• _Activities_
1: Reproduce word for word the part of the V-J Day article that opens with the words "Give a veteran" and closes with "do the same.".
2: In the V-J Day article, which president declared the date V-J Day?

• _Given passage_
-*-*-

On V-J Day–And Beyond–Show Your Appreciation To Those Who Serve

On V-J Day–And Beyond–Show Your Appreciation To Those Who Serve

Today is the 70th anniversary of V-J Day. If you don’t already do things that say thanks to those who sacrificed then and now, it’s a good time to start.

A little history: On August 15, 1945, Japan’s surrender marked the end of World War II. After a formal surrender ceremony was held on September 2, 1945, President Harry Truman declared the date V-J (“Victory Over Japan”) Day.

Unfortunately, since then, our country has participated in more wars, and we now have many more fallen soldiers, active service members and veterans to salute. These men and women, who have given so much of themselves in countless and unimaginable ways, deserve our respect, support and gratitude. Today, and every day, make even the smallest efforts to show how thankful you are for their bravery and sacrifice. Some veterans may feel less-than-appreciated and after risking their lives for others, they should never have to endure the lack of recognition. Show you care with these suggestions from CNN:

Give a veteran a lift

Volunteer to help vets get to their medical appointments, job interviews, and personal events (visiting, shopping, community meetings). Many vets struggle with physical and/or psychiatric disorders that may hinder their driving ability. Offer to give them a lift, and make them feel comfortable asking you whenever they need one. Tell others in your family and neighborhood to do the same.

-*-*-

• _Dataset content_
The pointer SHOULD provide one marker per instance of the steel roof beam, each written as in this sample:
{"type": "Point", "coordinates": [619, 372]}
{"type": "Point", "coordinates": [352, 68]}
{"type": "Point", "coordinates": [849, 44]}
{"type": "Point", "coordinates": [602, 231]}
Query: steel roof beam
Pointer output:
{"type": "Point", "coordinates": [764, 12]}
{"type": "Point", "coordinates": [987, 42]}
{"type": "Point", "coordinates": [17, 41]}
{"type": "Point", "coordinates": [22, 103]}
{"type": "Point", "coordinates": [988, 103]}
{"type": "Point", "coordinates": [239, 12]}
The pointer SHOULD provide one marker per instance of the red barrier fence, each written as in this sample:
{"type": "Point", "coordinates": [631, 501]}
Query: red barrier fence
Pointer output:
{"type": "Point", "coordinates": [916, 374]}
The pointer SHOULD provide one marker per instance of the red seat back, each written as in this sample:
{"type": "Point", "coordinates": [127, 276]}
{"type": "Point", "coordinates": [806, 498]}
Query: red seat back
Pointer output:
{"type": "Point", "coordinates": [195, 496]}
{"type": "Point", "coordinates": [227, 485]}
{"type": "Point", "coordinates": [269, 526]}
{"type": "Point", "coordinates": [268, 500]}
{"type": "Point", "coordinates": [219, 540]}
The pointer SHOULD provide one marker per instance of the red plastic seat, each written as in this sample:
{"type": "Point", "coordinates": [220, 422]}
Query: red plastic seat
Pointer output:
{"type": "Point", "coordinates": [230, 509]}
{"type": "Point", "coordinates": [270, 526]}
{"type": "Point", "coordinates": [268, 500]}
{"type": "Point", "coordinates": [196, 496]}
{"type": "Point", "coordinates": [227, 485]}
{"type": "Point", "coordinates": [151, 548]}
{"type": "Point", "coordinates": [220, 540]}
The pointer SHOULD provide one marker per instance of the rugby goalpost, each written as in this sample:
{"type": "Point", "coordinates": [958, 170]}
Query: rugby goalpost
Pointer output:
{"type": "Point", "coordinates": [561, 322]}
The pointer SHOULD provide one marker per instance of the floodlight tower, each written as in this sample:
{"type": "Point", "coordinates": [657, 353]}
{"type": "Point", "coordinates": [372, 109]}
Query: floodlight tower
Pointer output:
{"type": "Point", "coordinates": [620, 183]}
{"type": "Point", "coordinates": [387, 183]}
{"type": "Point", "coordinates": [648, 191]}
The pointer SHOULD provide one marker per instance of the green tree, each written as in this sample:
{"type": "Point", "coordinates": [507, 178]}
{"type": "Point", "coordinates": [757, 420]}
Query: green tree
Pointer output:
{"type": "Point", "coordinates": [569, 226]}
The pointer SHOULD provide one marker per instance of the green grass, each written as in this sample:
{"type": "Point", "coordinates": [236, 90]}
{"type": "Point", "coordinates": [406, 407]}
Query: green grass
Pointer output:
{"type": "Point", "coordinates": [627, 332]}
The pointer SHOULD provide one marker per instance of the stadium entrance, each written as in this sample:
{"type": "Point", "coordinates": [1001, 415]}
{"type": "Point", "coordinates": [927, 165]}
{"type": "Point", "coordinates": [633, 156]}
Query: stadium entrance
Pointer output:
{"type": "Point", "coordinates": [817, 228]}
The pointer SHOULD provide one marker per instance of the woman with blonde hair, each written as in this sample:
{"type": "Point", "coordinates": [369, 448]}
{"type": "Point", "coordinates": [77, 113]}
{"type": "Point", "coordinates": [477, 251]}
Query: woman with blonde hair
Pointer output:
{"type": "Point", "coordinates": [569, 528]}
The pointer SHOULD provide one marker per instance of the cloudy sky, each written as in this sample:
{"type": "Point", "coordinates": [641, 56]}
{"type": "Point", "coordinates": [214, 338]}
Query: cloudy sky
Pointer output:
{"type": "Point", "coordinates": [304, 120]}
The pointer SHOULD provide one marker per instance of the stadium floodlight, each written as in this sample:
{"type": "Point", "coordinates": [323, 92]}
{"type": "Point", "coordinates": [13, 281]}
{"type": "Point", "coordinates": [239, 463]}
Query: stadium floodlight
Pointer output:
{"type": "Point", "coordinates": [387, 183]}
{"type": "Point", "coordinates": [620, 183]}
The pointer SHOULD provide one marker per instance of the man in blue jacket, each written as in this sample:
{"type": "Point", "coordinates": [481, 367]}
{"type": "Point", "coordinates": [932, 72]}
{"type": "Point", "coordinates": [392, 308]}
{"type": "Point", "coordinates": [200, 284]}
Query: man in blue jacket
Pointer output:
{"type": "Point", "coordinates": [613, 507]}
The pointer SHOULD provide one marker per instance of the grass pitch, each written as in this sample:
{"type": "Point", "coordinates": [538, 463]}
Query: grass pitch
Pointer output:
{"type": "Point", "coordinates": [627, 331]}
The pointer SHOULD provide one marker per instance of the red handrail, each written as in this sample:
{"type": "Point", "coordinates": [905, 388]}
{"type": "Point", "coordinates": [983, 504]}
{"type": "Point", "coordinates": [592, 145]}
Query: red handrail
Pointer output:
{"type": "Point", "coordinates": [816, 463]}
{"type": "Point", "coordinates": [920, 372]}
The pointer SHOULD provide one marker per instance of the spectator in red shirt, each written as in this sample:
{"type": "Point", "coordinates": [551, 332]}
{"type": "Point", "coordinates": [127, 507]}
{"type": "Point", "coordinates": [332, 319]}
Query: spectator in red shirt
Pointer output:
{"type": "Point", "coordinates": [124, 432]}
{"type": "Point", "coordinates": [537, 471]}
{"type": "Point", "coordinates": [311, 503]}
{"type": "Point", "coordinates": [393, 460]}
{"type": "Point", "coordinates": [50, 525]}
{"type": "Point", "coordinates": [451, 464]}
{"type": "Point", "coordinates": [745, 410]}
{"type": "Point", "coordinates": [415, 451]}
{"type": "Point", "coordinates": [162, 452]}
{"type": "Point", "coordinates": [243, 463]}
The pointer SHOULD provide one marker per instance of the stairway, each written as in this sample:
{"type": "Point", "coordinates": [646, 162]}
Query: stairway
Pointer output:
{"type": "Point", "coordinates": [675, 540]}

-*-*-

• _Expected results_
1:
Give a veteran a lift

Volunteer to help vets get to their medical appointments, job interviews, and personal events (visiting, shopping, community meetings). Many vets struggle with physical and/or psychiatric disorders that may hinder their driving ability. Offer to give them a lift, and make them feel comfortable asking you whenever they need one. Tell others in your family and neighborhood to do the same.

2: President Harry Truman declared it.